* [GIVEN RECORDS]:
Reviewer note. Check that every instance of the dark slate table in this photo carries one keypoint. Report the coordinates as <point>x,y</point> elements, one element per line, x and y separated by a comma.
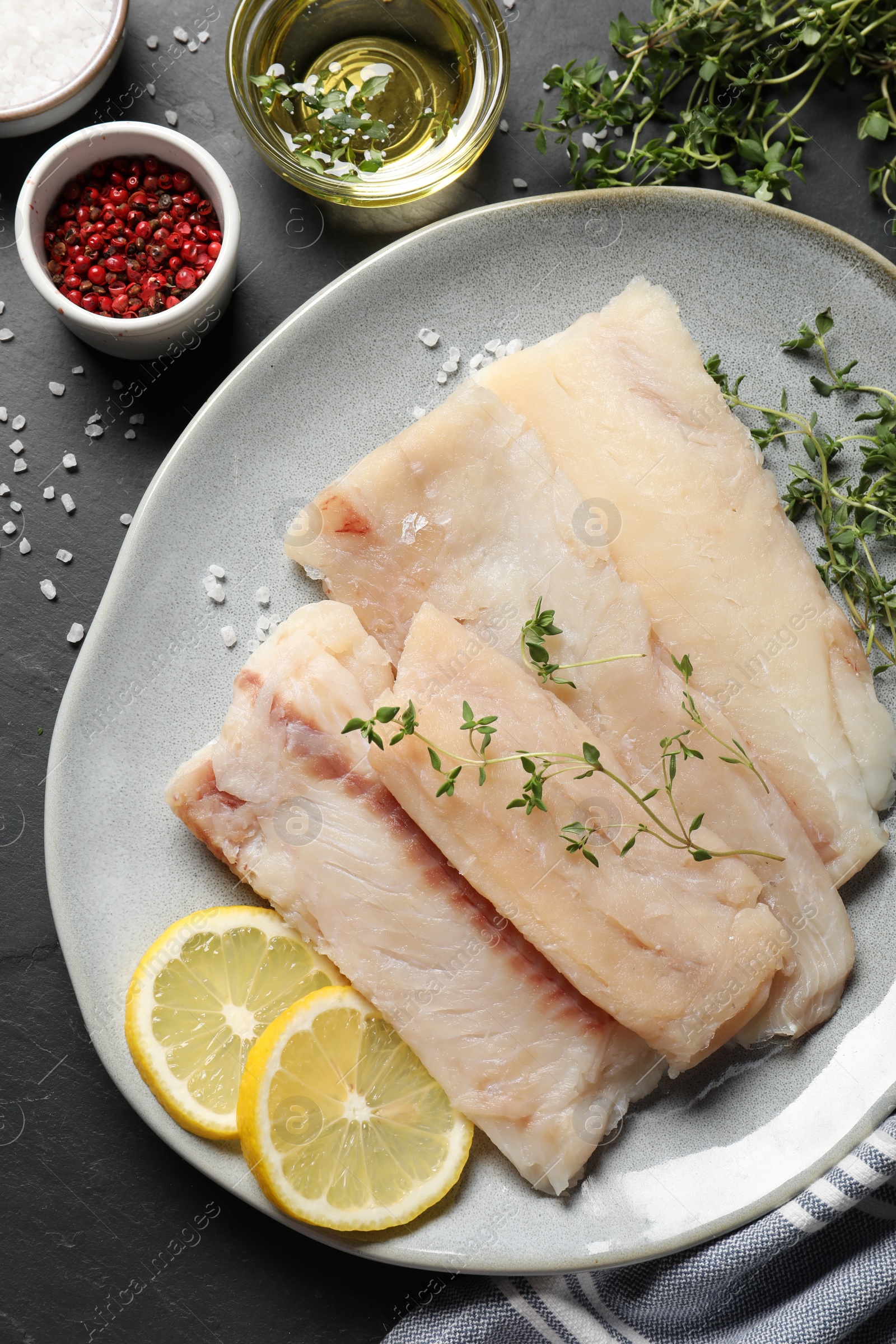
<point>90,1195</point>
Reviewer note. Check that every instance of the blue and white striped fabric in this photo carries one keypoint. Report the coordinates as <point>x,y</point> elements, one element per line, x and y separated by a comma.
<point>819,1271</point>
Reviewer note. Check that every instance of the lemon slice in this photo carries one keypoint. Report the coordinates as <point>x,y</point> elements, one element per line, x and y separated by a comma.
<point>342,1124</point>
<point>200,998</point>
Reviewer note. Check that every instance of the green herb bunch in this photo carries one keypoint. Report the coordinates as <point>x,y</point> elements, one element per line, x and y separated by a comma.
<point>855,516</point>
<point>539,768</point>
<point>730,80</point>
<point>347,133</point>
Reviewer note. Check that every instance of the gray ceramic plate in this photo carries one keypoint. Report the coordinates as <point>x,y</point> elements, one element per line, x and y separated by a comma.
<point>720,1146</point>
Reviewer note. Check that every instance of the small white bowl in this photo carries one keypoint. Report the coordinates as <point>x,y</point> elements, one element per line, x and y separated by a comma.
<point>143,338</point>
<point>48,112</point>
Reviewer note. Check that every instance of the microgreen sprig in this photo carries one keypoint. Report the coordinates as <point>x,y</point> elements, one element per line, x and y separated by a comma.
<point>342,119</point>
<point>855,518</point>
<point>718,73</point>
<point>535,654</point>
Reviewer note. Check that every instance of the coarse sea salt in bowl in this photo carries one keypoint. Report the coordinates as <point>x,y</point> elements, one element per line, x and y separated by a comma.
<point>54,57</point>
<point>160,334</point>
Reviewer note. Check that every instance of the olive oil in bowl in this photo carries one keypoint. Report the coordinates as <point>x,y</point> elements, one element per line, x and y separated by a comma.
<point>446,66</point>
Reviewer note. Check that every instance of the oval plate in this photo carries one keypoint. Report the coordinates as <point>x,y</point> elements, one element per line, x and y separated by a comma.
<point>725,1143</point>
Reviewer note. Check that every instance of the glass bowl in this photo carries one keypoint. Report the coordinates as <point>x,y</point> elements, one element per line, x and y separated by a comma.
<point>454,50</point>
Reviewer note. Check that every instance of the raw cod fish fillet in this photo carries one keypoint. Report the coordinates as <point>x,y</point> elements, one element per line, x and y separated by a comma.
<point>421,515</point>
<point>542,1072</point>
<point>627,409</point>
<point>678,951</point>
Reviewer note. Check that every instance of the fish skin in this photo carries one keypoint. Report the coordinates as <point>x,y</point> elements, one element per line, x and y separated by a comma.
<point>676,951</point>
<point>516,1049</point>
<point>438,474</point>
<point>627,409</point>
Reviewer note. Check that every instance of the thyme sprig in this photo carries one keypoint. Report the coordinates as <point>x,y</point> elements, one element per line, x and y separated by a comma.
<point>715,73</point>
<point>739,753</point>
<point>855,516</point>
<point>535,654</point>
<point>342,119</point>
<point>540,768</point>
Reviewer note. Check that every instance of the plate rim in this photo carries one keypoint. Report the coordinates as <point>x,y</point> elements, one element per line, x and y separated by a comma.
<point>133,1090</point>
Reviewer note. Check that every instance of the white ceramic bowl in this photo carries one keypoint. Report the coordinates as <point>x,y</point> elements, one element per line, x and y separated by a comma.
<point>48,112</point>
<point>144,338</point>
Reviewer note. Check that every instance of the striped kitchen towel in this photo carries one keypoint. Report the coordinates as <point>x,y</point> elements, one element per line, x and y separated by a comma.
<point>820,1269</point>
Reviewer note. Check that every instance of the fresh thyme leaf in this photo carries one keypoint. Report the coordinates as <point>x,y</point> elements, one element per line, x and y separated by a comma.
<point>342,119</point>
<point>700,85</point>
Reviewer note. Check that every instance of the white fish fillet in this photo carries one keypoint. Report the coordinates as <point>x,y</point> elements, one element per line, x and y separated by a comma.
<point>542,1072</point>
<point>627,409</point>
<point>676,951</point>
<point>422,514</point>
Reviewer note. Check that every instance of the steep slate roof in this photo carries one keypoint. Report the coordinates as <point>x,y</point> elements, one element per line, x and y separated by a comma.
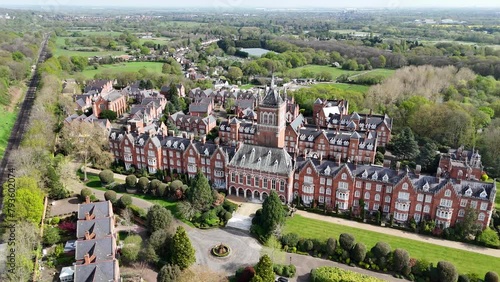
<point>103,249</point>
<point>99,209</point>
<point>264,159</point>
<point>96,272</point>
<point>272,99</point>
<point>101,227</point>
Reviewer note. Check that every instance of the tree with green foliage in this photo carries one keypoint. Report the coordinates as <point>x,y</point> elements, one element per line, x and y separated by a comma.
<point>169,273</point>
<point>25,202</point>
<point>331,244</point>
<point>400,260</point>
<point>51,236</point>
<point>273,214</point>
<point>131,247</point>
<point>110,195</point>
<point>264,270</point>
<point>183,250</point>
<point>404,145</point>
<point>158,217</point>
<point>142,185</point>
<point>125,201</point>
<point>491,276</point>
<point>200,194</point>
<point>347,241</point>
<point>109,115</point>
<point>107,176</point>
<point>131,181</point>
<point>446,272</point>
<point>358,253</point>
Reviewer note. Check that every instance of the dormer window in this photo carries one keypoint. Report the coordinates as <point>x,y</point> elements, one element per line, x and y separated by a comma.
<point>468,192</point>
<point>385,178</point>
<point>327,170</point>
<point>483,194</point>
<point>426,186</point>
<point>447,193</point>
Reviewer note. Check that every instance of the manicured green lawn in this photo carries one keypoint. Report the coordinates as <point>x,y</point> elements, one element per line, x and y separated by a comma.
<point>466,262</point>
<point>7,120</point>
<point>336,72</point>
<point>352,87</point>
<point>90,72</point>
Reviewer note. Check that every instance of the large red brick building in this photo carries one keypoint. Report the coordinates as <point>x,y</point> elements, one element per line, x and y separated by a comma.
<point>330,167</point>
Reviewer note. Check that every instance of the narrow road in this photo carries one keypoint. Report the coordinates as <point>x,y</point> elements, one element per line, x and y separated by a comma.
<point>19,128</point>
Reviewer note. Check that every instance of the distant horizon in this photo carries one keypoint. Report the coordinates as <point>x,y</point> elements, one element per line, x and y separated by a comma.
<point>256,4</point>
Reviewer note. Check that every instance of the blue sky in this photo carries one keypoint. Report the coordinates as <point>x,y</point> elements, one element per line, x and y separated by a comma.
<point>263,3</point>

* [WRITTEN TASK]: Copy all of the records above word for word, leaving out the pictures.

* [TASK OUTPUT]:
Reviewer note. Check that every instance of the dark slate table in this photo carries one keypoint. Report the coordinates as <point>x,y</point> elements, one element per line, x and y separated by a comma.
<point>90,1195</point>
Reviewer note. Check that every instance of the blue and white striped fabric in this photo carries one keypoint. Report the coordinates as <point>x,y</point> elements, one element per line, x and y separated by a comma.
<point>819,1271</point>
Reviewer note. Check that every instance of the lemon slice in this photo carries one keypoint. Report the coordinates as <point>x,y</point> elements, one element per line, x and y separated by a comma.
<point>342,1124</point>
<point>200,998</point>
Reviewer note. Check that every instance of the green herb bunch in this photo carries one keypoint. Report the coordinates as <point>x,y</point> elements, one element per line, x and y separated by a comma.
<point>855,516</point>
<point>539,768</point>
<point>730,80</point>
<point>347,133</point>
Reviewer note. Check that every instance of the gray ceramic plate in this photo carries one keypoint. Report the coordinates as <point>x,y</point> elements, one element per line, x and y separated by a comma.
<point>720,1146</point>
Reviewer note. Check that every instance of the small white bowl in this photo carries one keypoint. Report the coordinates as <point>x,y</point> elements, one element per line, x and y separated by a comma.
<point>143,338</point>
<point>48,112</point>
Reviewer note. Check that every instance of the microgreen sprig in this photo carries one keypoint. Report the coordinates as <point>x,y</point> elements, one element per line, x and y separated by a comma.
<point>342,119</point>
<point>855,518</point>
<point>718,73</point>
<point>535,654</point>
Reviewer note. Check that every instance of the coarse sea salt in bowl in this photo carries one keypoint. Report the coordinates as <point>x,y</point> elements, one element per line, x and y separated by a comma.
<point>54,57</point>
<point>160,334</point>
Reviewer note. Check that every instance of the olive oil in bowl in this photo carries one keypoint. Report the coordinates as <point>x,y</point> elements, one element per line, x and y separated by a comma.
<point>446,66</point>
Reviewer note. Check that every instance of the oval plate in this photo carries one keypoint. Report the coordinates as <point>x,y</point> elements, one element per line, x and y separated by a comma.
<point>725,1143</point>
Reviewer note. Check that every instance of the glass bowl in this photo carries one keypoint. Report the coordinates as <point>x,y</point> elements, one element per line, x and y separated by a comma.
<point>454,50</point>
Reviewer note. Check that every instance of the raw cod fish fillet in this photo carries one keypoint. Report the coordinates as <point>x,y</point> elements, one element per line, x and y separated by a comma.
<point>421,515</point>
<point>542,1072</point>
<point>627,409</point>
<point>678,951</point>
Reviewer note. Check that every instance of the fish skin in this photo carries one keypoint. Report the coordinates as <point>x,y</point> elements, one element per line, x and y separated by a comma.
<point>676,951</point>
<point>516,1049</point>
<point>438,474</point>
<point>627,409</point>
Reviewer note. Check that every instance of the thyme sprig in this photo carries one keypoint. Report the coordinates as <point>x,y</point> elements, one element per line, x and y separated by a comma.
<point>715,73</point>
<point>739,753</point>
<point>855,516</point>
<point>535,654</point>
<point>342,119</point>
<point>540,768</point>
Reviewer note. Check that every instance of the plate rim in this photo carries one keypoint. Report the coordinates as <point>x,y</point> elements, one element per line, x and y separated by a comma.
<point>133,1090</point>
Reviewer note. Check that every instance of the white ceramic bowl in this photo carries one keypoint. Report the coordinates as <point>x,y</point> elements, one element per line, x and y separated by a comma.
<point>48,112</point>
<point>144,338</point>
Reviewer note. Check that every instance of the striped kitchen towel in this photo carries one keypoint. Report the coordinates as <point>x,y</point> elements, one element per line, x and y separated by a comma.
<point>820,1269</point>
Reviewer note. Check that every instance of the fresh thyme leaf in this photo carries one keypoint. Report the coordinates as <point>x,y</point> elements, one element per line, x and y separated by a comma.
<point>342,119</point>
<point>700,85</point>
Reviewer note. Check that every instance of the white fish fillet in this photo carries one keypoint. Report the coordinates as <point>x,y</point> elements, one element per line, x and y separated by a comma.
<point>542,1072</point>
<point>627,409</point>
<point>676,951</point>
<point>422,514</point>
Reviewer note. Check that every instance of the steep slate roof in this photo carries one keypoint. Report the coordinates as <point>x,y</point> elements, one element per line, x and y separated by a comma.
<point>103,249</point>
<point>99,209</point>
<point>264,159</point>
<point>96,272</point>
<point>272,99</point>
<point>101,227</point>
Reviewer note. Check that every instance of the tree with green foliage in this photo carries one keypoint. Report the coordinates as <point>x,y</point> elements, one element per line, x and y separated by a comma.
<point>169,273</point>
<point>25,202</point>
<point>331,244</point>
<point>400,260</point>
<point>51,236</point>
<point>273,214</point>
<point>131,247</point>
<point>110,195</point>
<point>264,270</point>
<point>183,250</point>
<point>404,145</point>
<point>158,217</point>
<point>142,185</point>
<point>125,201</point>
<point>491,276</point>
<point>200,194</point>
<point>347,241</point>
<point>109,115</point>
<point>107,176</point>
<point>131,181</point>
<point>446,272</point>
<point>358,253</point>
Reviewer note. Check that every instance of the dormer window in this photo carries one keypoint. Report the coordinates as <point>x,y</point> elements, one element per line, x and y separated by a comma.
<point>468,192</point>
<point>385,178</point>
<point>327,170</point>
<point>483,194</point>
<point>426,186</point>
<point>447,193</point>
Reviewer note. Check that every instance of the manicured green lawn in this photo carries one keypoint. Report the coordinates as <point>x,y</point> elements, one element per line, x and y separated by a comma.
<point>466,262</point>
<point>7,120</point>
<point>336,72</point>
<point>352,87</point>
<point>90,72</point>
Reviewer note. Check that every instance of the large red brick building in this photo carries one keypoint. Report the coordinates as <point>x,y</point> elements, one element per line, x and y separated by a comma.
<point>330,167</point>
Reviewer note. Check that every instance of the narrow road in this photo carries one keypoint. Report the coordinates as <point>x,y</point> elements, one element per line, x and y separated by a comma.
<point>19,128</point>
Reviewer note. Check that every instance of the distant horizon in this photo carries one keypoint. Report the coordinates as <point>x,y</point> elements, one element per line, x and y separated by a comma.
<point>256,4</point>
Reviewer note. Check that every instance of the blue sky in this photo carries one keypoint. Report the coordinates as <point>x,y</point> elements, one element per line, x and y separated by a comma.
<point>263,3</point>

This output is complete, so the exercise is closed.